EXCERPT TO READ:
• • •
See also the French version: La découverte de la radioactivité par Henri Becquel
On Wednesday, February 26, 1896, in Paris, Henri Becquerel was conducting experiments on phosphorescent crystals. A material is phosphorescent when it emits light for some time after having absorbed light itself.
The experiment consisted of exposing the crystals to sunlight and then placing them next to a photographic plate to measure the amount of light they would produce via phosphorescence.
However, it wasn’t sunny in Paris that day. Becquerel developed the photograph anyway. Since the crystal had received little light, he expected to see only a faint image of it. He was shocked, then, to find instead a rather strong image of the crystal on the photograph.
Five days later, on March 2, 1896, Becquerel presented this surprising phenomenon to the French Academy of Sciences. He knew he had made a significant discovery, but no one, including him, could have predicted how much this event would change both science and the world.
The crystal that Becquerel was studying that day contained uranium, and the phenomenon he observed is now called radioactivity.
The discovery of radioactivity by Henri Becquerel is a fascinating topic for popular science because it can be understood without requiring any mathematics or complex reasoning. It is also one of the most significant discoveries in the history of science.
Becquerel regularly presented his work at the French Academy of Sciences, and transcripts of all these presentations can be found in the Comptes rendus hebdomadaires des séances de l’Académie des sciences [minutes of the weekly sessions of the Academy of Sciences], which are available on the website of the Bibliothèque nationale de France (BNF) [National Library of France], https://gallica.bnf.fr.
The documents on the BNF website are only scanned images, making them quite difficult to read. I digitized1 all of Henri Becquerel’s presentations at the French Academy of Sciences on the topic of radioactivity (see the complete list of his presentations at the Academy from 1896 onwards – in French), allowing readers to relive this great scientific adventure as if they were part of it, witnessing the hesitations, the mistakes and the successes of Becquerel in his research. The complete list of texts can be found at this address (in French), but here are some translated excerpts:
I would like to emphasize the following fact, which I believe is particularly important and unlike any phenomenon we could have expected to observe: the same crystal strips, placed in front of photographic plates under the exact same conditions and behind the exact same screens, but completely shielded from external radiation and kept in the dark, still produce the same photographs.
It is most remarkable to observe that, since March 3rd—that is, after more than one hundred and sixty hours—the intensity of the radiation emitted in darkness has not diminished in any perceptible degree
Why was Becquerel shocked by this observation? Because uranium appeared to emit radiation without any external source of energy. With other phosphorescent crystals, it is easy to determine where the energy comes from that allows them to emit light: it comes from the light they absorbed themselves. In fact, they emit light only for a short period before running out of energy. Other light-emitting phenomena also have an obvious source of energy: the flame of a fire, the filament of a light bulb, and an electric arc all stop producing light shortly after they stop receiving energy.
Becquerel reproduced the experiment, this time ensuring that the uranium salt did not receive any light.
At the bottom of an opaque cardboard box, I placed a photographic plate. Then, on its sensitive side, I placed a slice of uranium salt […]; the operation was carried out in a dark room. The box was closed, then placed inside another cardboard box, and finally put in a drawer.
• • •
ENTRIES PROVIDED:
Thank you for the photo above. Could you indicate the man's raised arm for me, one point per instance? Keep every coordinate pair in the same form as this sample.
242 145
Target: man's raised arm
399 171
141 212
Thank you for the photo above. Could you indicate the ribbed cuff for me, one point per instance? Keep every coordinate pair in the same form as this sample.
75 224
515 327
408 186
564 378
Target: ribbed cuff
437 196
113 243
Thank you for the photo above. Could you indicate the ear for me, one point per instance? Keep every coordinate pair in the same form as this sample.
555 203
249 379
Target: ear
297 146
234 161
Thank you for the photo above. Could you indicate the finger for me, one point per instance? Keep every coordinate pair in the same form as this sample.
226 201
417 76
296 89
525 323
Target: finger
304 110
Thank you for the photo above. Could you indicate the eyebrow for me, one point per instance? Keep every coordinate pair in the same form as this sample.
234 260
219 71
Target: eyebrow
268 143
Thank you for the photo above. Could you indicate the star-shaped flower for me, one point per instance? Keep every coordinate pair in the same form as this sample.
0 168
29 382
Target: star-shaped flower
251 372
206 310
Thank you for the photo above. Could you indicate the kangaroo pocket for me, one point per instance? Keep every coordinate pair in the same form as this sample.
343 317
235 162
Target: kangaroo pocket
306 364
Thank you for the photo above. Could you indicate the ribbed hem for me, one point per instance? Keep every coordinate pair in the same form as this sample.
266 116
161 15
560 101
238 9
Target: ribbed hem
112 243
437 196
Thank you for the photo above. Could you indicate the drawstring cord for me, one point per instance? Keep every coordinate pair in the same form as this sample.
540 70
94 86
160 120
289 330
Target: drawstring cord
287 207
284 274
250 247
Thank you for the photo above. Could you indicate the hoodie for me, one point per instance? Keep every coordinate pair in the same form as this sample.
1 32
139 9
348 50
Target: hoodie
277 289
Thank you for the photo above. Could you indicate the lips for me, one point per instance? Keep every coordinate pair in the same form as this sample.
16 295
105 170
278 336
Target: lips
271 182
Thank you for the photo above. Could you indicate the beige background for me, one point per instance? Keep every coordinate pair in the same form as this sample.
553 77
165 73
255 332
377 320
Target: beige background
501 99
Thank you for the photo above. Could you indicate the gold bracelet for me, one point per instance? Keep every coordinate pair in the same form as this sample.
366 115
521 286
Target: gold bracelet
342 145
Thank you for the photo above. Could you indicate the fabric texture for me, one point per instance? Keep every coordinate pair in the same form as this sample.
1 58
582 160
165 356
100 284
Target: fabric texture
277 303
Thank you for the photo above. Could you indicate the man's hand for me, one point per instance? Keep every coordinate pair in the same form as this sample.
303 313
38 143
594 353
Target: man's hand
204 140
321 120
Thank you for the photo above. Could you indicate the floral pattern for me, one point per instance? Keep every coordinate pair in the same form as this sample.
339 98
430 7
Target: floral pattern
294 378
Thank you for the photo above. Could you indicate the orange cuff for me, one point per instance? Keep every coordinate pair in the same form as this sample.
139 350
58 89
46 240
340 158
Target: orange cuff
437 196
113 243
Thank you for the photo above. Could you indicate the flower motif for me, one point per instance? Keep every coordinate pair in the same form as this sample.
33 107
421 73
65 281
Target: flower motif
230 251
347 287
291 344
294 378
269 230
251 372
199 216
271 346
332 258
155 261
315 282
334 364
• • •
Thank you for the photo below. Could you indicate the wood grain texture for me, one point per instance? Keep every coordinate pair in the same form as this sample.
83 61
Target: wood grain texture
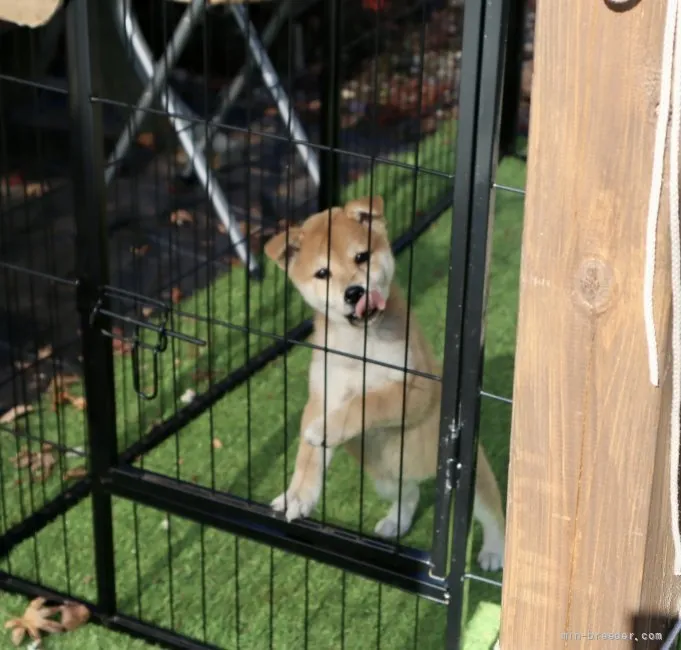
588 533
• • •
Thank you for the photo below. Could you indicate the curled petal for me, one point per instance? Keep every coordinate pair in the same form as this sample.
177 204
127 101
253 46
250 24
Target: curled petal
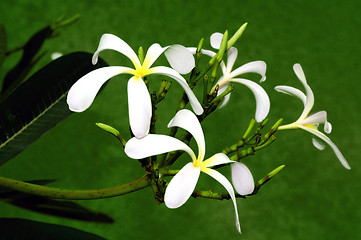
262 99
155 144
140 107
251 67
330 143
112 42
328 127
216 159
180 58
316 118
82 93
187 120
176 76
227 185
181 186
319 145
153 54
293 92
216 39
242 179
• • •
In the text about Henri Becquerel's discovery of radioactivity, on what date did Becquerel present the surprising phenomenon to the French Academy of Sciences?

EXPECTED OUTPUT:
March 2, 1896